» **Ação solicitada 1**
Enumere os aspectos em que, segundo o texto sobre o mandamento de não cobiçar a mulher do próximo, se revela a insegurança profunda atribuída às mulheres.
» **Ação solicitada 2**
Dê seguimento ao texto sobre o mandamento de não cobiçar a mulher do próximo a partir do ponto em que ele se encerra.

» **Trecho da fonte**
+ + + + +

Difícil mandamento esse imposto por Deus: não cobiçar a mulher do próximo.
Me parece mais um mandamento humano, demasiado humano — brotado da mente de um homem que não se garante, e que trata a mulher como um objeto que ele teme perder.
No Diário de um Sedutor, Kierkegaard relata que, desde os primórdios, as mulheres fazem a cagada de cometer idiotices como entrar em um relacionamento, se comprometer com o primeiro que aparece e, no final, nem saber o que ganharam nem o que perderam.
Isso é culpa dos homens, que caçam as melhores mesmo sabendo do seu baixo valor para se autoafirmarem — mas principalmente, culpa das próprias mulheres.
Isso é fácil de observar.
As mulheres têm uma tendência a não lidarem consigo mesmas, com o tédio, e a terceirizarem a diversão de suas vidas — até mesmo o prazer.
Isso revela uma insegurança profunda: sobre o próprio corpo, sobre a sexualidade, e sobre como funciona o seu desejo.
Muitas mulheres transam muito menos que os homens e com menos parceiros, mas é certo que poucas chegaram ao orgasmo. Isso se deve, em parte, aos parceiros que não entendem — e nem se importam — com o desejo das suas companheiras.
Mas a culpa maior é delas mesmas: por escolherem esses parceiros e por não conhecerem sua própria sexualidade.
Sexo não é instinto.
Sexo se aprende, se compreende, se melhora com aprendizado e prática. É igual correr: todos sabem correr, mas nem todos usam a técnica correta ou alcançam os melhores resultados.

+ + + + +

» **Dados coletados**

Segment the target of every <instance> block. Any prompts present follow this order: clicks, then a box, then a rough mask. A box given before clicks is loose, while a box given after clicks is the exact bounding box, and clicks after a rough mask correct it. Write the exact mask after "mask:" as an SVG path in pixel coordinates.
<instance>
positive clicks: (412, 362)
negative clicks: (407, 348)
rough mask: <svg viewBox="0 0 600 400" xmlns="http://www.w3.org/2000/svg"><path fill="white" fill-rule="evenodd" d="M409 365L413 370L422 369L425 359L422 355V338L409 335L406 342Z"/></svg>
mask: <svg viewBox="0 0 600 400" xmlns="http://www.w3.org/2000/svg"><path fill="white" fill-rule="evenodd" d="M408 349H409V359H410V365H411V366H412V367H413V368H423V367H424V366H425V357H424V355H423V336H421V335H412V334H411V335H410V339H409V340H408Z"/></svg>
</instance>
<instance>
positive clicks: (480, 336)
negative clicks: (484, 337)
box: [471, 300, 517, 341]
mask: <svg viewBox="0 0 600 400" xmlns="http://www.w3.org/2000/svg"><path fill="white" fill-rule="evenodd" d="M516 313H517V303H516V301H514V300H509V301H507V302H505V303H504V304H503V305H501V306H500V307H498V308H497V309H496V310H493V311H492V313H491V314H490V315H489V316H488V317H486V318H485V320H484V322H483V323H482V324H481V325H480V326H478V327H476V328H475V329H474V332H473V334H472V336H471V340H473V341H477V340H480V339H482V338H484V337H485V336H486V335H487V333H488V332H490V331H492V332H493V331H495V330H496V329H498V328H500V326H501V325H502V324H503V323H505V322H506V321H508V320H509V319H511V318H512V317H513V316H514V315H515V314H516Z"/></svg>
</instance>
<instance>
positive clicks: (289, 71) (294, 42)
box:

+ + + + +

» **Resposta redigida 1**
- O próprio corpo
- A sexualidade
- Como funciona o seu desejo

» **Resposta redigida 2**
Assim como a escrita, a arte, a cultura: tudo isso é aprendizado — o orgasmo, a técnica, o prazer também o são.
E eu não me preocupo só com a minha sexualidade. Como um homem cis, estudo principalmente a sexualidade das mulheres.
Mas a concorrência pela mulher do próximo e o ego inflado dos homens fazem com que nenhum deles admita que não entende de sexo — porque “pega mal”. Sentem constrangimento.
Isso só gera um monte de homem medíocre… e mulheres que não conseguem gozar.
É por isso que, quando analiso os pares das mulheres que conheço, por mais bonita que ela seja, eu não sinto inveja.
Pelo contrário: sinto pena.
Pena da mulher que agiu como a personagem de Kierkegaard, e agora se vê com um homem desses. Está fadada à infelicidade. Ao não-orgasmo.
Mas, repito: a sexualidade e a felicidade da mulher exigem estoicismo. Ela não deve focar no outro — mas sim em si mesma, nos aspectos que pode controlar.
Anatomicamente, a mulher tem uma Ferrari nas mãos — mas não sabe usar.
Seu corpo é muito mais apropriado ao prazer do que o dos homens. O clitóris tem terminações nervosas muito mais refinadas que o pênis.
Muitas mulheres não gozam porque não gostam da penetração. O orgasmo delas não está na vulva — está no clitóris.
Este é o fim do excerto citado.